PROBLEM DETAILS = Reproduce the material word for word, starting at the line that contains "Isolate the white car in this image." and continuing down to the last line of the material, with both of those lines included.

--- BEGIN EXCERPTED DATA ---

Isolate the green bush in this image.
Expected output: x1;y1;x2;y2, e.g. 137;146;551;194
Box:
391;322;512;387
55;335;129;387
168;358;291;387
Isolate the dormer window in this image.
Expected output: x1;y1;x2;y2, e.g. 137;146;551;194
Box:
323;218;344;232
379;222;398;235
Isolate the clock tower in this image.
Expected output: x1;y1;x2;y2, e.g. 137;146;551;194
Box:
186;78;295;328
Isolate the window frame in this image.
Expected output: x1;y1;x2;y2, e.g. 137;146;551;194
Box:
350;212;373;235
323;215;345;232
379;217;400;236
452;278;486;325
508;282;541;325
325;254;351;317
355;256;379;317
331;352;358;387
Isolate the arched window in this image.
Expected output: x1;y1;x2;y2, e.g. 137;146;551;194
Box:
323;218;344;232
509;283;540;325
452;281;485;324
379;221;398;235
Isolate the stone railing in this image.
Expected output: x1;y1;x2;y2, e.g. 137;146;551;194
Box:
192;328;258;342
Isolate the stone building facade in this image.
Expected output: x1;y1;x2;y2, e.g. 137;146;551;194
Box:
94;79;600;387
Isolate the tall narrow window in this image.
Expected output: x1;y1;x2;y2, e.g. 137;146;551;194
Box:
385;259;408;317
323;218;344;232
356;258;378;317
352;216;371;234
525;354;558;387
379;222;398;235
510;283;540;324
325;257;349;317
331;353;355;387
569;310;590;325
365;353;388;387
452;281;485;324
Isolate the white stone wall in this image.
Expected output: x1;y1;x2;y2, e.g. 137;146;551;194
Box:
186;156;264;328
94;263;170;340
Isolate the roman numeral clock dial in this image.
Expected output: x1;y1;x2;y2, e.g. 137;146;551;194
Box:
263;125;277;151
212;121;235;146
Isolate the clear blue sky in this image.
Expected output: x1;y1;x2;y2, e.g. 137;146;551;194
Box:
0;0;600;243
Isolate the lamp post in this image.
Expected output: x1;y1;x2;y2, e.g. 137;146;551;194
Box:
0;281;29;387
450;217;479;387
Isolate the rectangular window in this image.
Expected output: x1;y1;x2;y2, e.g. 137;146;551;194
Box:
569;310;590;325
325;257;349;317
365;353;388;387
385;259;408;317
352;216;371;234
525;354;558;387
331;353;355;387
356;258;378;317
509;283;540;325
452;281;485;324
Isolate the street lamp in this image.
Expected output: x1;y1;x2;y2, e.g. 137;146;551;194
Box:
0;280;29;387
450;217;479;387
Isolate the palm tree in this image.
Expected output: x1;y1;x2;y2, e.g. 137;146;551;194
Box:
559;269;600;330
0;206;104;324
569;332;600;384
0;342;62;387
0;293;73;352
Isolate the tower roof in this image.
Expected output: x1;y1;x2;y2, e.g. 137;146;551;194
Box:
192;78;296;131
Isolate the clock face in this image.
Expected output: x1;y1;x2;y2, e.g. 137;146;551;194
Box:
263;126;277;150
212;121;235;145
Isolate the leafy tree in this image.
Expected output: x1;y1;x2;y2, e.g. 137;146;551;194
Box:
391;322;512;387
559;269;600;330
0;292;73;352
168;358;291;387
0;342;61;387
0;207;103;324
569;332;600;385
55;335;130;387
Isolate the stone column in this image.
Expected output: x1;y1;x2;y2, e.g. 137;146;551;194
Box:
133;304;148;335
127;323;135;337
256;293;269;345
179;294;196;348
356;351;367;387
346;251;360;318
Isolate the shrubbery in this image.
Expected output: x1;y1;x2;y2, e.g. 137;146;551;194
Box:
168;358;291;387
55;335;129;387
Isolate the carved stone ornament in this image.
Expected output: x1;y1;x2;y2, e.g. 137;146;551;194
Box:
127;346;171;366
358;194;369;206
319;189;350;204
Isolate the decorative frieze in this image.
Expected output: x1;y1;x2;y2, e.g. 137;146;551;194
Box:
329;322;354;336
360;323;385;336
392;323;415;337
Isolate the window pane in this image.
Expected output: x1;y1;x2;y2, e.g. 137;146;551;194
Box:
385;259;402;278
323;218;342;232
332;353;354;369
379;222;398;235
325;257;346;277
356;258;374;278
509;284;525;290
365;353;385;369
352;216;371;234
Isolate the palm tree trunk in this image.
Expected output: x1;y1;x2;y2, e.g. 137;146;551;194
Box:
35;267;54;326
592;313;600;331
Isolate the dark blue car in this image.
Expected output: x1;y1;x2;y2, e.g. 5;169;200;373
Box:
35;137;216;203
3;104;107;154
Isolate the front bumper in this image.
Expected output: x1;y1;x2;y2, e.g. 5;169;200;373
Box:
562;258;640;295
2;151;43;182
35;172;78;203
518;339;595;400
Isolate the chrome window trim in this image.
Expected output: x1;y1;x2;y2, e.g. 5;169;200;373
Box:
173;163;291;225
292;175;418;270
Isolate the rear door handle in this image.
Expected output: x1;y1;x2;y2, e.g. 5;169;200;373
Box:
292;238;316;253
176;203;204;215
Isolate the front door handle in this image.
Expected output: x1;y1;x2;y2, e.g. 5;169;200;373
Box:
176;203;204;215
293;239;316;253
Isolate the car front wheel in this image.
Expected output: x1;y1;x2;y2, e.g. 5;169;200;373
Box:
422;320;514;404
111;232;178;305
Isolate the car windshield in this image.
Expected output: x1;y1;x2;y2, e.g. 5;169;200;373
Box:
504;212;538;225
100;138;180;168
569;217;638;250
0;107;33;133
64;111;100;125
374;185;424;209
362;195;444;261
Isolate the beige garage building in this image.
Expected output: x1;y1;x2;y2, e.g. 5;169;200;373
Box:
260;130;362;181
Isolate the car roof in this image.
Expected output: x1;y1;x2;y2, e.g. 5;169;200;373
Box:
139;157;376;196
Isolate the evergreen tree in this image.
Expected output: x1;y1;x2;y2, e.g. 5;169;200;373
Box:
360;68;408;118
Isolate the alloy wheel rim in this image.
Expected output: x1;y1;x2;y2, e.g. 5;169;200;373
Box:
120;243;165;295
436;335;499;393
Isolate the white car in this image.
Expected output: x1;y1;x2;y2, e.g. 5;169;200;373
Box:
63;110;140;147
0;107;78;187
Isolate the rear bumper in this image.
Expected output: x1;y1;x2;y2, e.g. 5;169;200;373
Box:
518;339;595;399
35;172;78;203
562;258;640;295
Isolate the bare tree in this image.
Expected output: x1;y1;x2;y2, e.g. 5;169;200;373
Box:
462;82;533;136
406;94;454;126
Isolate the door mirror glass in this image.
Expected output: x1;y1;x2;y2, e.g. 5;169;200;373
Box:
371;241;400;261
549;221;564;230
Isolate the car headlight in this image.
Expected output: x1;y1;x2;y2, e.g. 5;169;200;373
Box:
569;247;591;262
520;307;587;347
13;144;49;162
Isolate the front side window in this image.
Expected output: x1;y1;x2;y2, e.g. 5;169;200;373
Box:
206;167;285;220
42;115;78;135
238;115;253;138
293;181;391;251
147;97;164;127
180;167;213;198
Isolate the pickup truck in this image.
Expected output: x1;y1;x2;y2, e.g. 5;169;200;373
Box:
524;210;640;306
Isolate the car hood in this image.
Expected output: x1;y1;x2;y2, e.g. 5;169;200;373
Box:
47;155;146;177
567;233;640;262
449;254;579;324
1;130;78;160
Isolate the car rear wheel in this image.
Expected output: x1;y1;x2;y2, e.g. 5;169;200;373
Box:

--- END EXCERPTED DATA ---

RESULT FOR THIS TASK =
Isolate the white car in this image.
Expected output: x1;y1;x2;y2, e.g. 5;169;200;373
Box:
63;110;140;147
0;107;78;187
Isolate the rear bumper in this image.
Expected output: x1;y1;x2;y2, e.g. 5;169;200;373
Box:
518;339;595;399
35;172;78;203
562;258;640;295
Isolate the bare tree in this image.
Expected output: x1;y1;x2;y2, e.g. 5;169;200;373
Box:
462;82;533;136
406;94;454;126
Isolate the door mirror glass in this image.
Expected output: x1;y1;x2;y2, e.g. 5;169;200;373
Box:
371;241;400;261
549;221;564;230
Isolate the car headlight in this image.
Expected output: x1;y1;x2;y2, e.g. 5;169;200;373
Box:
569;247;591;262
520;307;587;347
13;144;49;162
Isolate the front side window in this image.
Expected output: x1;y1;x2;y2, e.g. 5;169;200;373
Box:
206;167;285;220
42;115;78;135
238;115;253;138
293;181;391;251
147;97;164;127
180;167;213;198
Isolate the pickup truck in this image.
Expected output: x1;y1;x2;y2, e.g. 5;169;200;373
Box:
524;210;640;306
Isolate the car hood in this image.
Expected output: x1;y1;x2;y2, e.g. 5;169;200;373
Box:
47;155;146;177
567;233;640;262
449;254;579;324
1;130;78;160
Isolate the car rear wheel in this image.
Expected output: x1;y1;x2;y2, e.g. 5;169;200;373
Box:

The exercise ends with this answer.